_SOURCE RECORDS_.
++++

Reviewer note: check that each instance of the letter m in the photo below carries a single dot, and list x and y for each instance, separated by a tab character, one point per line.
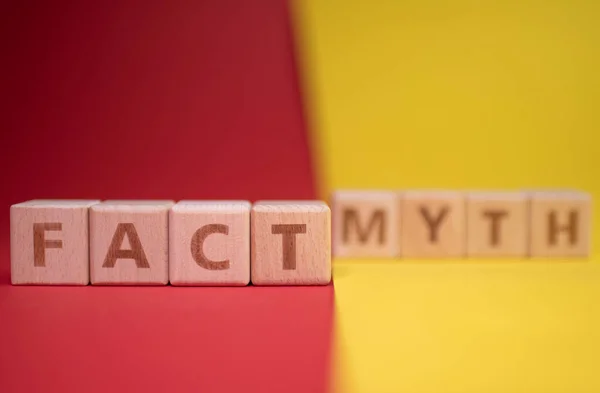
375	224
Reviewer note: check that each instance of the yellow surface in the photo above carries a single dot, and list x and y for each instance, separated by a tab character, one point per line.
480	328
459	94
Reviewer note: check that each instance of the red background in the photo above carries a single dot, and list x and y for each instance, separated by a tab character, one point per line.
145	99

++++

_WRITTEN EXERCISE_. Print all of the lines above word for word, leaving out the picture.

_FULL OUTPUT_.
Reviewer note: check that each instance of the letter m in the photo below carries a single dot, and list x and y for each instance, separated by a tab character, one point per line.
375	224
Reviewer note: check that each instance of the yellow surface in the photo above carries a single dot, and list x and y for each instance, separated by a tab character, one point per line.
480	328
459	94
Reviewer note: check that each instance of the red background in the photo above carries a single dot, and list x and y for each instance, separated by a tab character, one point per line.
145	99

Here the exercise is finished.